─── Supplied data ───

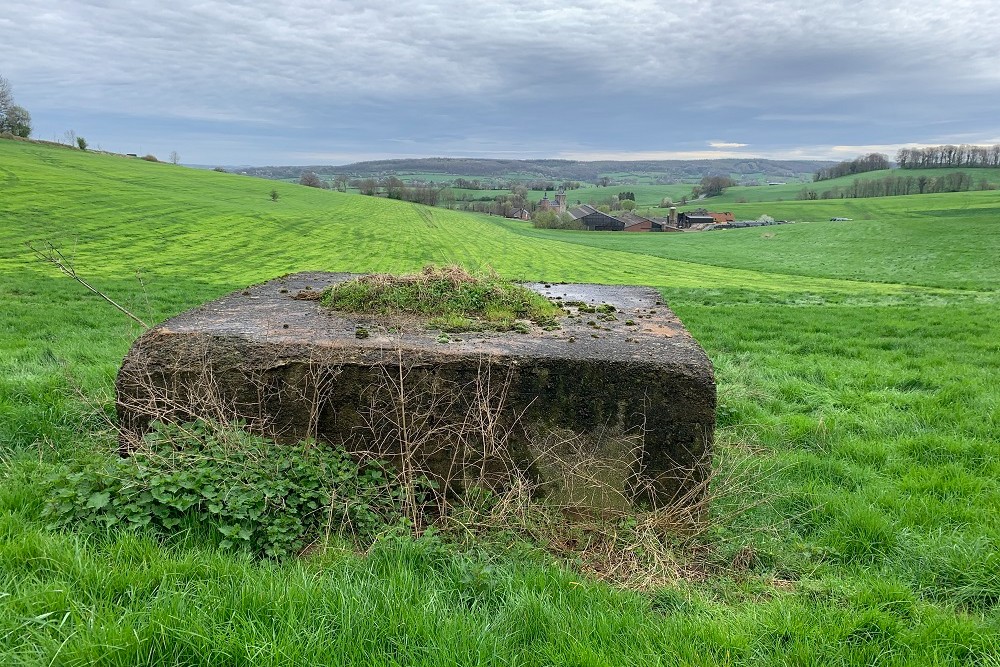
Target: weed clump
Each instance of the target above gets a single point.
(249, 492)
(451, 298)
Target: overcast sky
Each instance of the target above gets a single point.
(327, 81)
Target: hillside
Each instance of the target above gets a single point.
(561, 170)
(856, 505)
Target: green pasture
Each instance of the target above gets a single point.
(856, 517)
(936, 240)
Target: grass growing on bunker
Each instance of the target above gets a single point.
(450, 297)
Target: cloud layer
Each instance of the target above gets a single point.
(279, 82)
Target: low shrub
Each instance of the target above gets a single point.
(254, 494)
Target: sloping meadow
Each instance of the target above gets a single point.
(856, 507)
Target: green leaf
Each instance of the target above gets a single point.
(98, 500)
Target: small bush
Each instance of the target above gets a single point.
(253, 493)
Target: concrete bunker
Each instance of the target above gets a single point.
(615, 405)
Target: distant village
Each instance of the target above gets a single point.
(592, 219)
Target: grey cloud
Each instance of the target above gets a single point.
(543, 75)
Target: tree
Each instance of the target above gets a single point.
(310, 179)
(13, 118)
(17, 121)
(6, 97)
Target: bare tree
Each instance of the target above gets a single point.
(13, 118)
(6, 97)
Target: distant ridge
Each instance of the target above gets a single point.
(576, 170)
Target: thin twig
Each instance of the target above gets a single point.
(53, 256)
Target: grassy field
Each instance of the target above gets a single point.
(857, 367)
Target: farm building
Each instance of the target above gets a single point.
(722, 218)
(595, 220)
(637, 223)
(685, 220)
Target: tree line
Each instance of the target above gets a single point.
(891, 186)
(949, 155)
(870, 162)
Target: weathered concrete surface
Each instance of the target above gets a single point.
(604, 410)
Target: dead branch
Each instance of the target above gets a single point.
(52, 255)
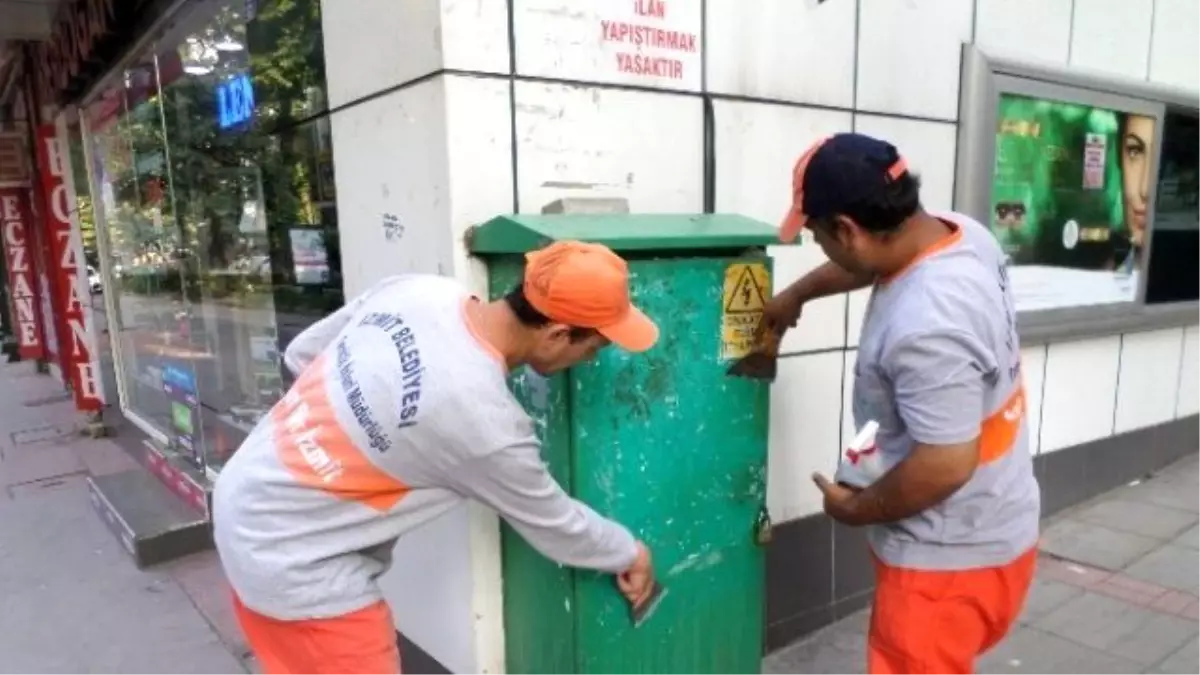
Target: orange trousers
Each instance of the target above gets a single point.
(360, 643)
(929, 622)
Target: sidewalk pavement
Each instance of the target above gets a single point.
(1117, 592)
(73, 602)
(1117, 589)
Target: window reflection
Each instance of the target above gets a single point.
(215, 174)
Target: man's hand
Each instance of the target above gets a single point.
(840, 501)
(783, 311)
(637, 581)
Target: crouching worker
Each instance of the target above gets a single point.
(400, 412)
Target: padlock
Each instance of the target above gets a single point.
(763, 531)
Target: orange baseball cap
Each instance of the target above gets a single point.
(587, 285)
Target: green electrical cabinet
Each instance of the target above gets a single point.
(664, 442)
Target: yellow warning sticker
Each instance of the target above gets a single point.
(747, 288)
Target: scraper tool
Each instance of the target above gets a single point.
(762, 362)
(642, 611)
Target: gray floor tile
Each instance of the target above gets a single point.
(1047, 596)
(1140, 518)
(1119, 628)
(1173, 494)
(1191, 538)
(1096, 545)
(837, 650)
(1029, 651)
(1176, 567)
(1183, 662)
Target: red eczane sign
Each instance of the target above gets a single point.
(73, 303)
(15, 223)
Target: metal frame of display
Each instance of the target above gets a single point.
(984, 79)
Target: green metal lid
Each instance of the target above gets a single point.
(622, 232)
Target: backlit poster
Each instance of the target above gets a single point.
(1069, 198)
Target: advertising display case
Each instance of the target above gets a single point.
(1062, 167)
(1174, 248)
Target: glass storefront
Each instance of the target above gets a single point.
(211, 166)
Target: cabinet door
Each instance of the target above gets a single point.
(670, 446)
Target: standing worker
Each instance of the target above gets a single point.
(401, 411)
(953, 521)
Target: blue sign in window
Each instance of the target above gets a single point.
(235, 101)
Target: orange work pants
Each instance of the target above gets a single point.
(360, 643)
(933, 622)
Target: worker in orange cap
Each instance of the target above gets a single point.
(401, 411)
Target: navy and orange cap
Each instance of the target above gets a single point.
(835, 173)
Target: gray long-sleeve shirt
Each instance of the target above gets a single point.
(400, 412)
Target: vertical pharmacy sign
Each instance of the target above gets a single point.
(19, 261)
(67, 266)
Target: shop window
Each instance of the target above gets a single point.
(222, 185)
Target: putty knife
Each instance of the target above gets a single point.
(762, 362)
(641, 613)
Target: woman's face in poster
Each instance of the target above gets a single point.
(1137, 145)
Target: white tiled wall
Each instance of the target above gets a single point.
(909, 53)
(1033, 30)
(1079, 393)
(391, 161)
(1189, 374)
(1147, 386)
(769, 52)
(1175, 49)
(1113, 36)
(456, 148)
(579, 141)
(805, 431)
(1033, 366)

───
─── Supplied data ───

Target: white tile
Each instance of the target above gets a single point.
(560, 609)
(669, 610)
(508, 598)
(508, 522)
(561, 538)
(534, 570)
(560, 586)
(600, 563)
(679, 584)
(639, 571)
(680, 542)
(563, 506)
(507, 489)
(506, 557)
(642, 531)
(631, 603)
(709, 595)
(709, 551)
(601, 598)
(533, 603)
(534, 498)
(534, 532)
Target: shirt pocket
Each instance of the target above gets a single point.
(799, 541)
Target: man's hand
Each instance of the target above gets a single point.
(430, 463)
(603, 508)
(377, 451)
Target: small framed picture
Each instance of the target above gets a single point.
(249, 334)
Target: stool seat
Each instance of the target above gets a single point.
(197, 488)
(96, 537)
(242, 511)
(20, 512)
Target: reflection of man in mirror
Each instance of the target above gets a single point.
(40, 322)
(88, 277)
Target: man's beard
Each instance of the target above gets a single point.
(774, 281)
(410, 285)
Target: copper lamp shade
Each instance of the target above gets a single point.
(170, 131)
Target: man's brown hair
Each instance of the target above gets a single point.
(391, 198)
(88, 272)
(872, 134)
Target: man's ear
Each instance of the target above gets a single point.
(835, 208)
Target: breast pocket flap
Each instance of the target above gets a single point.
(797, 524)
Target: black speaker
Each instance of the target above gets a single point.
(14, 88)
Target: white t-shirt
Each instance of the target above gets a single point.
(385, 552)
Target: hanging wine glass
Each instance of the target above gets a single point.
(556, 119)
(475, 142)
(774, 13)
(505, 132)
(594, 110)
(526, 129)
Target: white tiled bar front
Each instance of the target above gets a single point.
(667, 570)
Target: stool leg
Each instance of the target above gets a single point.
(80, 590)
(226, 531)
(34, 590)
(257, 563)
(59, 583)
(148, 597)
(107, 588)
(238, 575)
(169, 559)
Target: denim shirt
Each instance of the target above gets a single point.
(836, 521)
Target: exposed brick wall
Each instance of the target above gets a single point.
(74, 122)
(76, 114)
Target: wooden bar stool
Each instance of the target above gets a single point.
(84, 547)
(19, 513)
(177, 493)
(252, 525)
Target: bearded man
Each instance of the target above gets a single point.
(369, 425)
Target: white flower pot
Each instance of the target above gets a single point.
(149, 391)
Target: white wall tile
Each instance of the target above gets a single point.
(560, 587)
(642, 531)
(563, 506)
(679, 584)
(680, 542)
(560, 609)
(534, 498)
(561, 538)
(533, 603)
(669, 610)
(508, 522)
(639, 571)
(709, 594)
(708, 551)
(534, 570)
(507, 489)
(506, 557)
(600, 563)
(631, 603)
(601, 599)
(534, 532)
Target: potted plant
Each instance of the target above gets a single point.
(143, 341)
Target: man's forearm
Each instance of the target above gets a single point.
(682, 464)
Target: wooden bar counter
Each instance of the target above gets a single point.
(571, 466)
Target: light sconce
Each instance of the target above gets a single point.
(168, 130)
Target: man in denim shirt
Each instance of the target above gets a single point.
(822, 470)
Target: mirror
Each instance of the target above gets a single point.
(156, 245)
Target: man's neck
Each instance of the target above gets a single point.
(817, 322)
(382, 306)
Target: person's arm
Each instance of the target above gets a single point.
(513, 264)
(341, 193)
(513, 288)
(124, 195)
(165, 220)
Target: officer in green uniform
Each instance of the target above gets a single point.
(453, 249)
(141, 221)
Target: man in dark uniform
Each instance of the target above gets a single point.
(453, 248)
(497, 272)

───
─── Supplied data ───

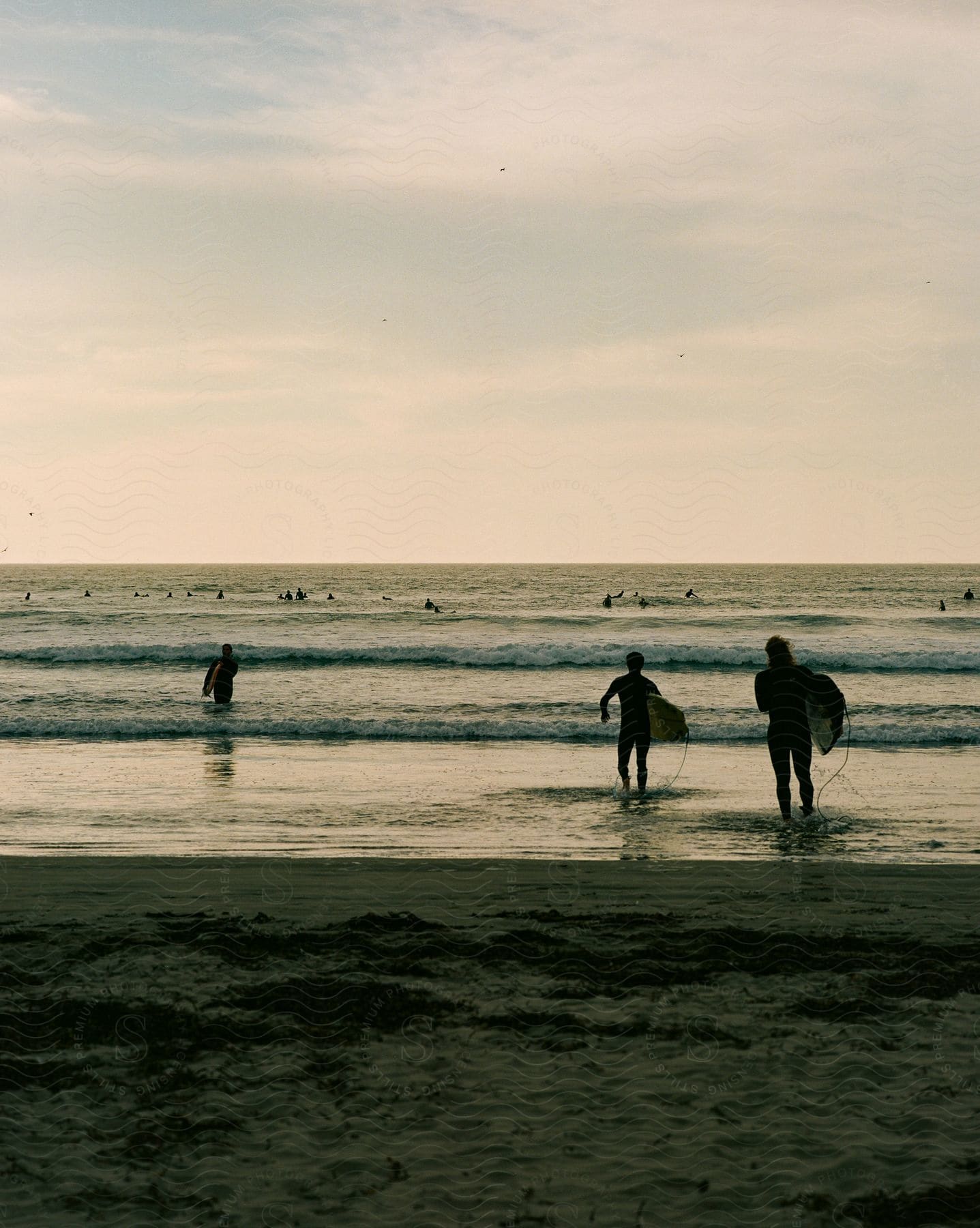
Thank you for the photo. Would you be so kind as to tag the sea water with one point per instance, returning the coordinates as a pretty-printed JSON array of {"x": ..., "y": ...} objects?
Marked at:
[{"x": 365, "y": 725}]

───

** Work required **
Which lines of the data contain the word "stool", with case counting? Find each one and copy it out in full.

** Full output **
Target: stool seat
Target: stool leg
Target: wooden bar stool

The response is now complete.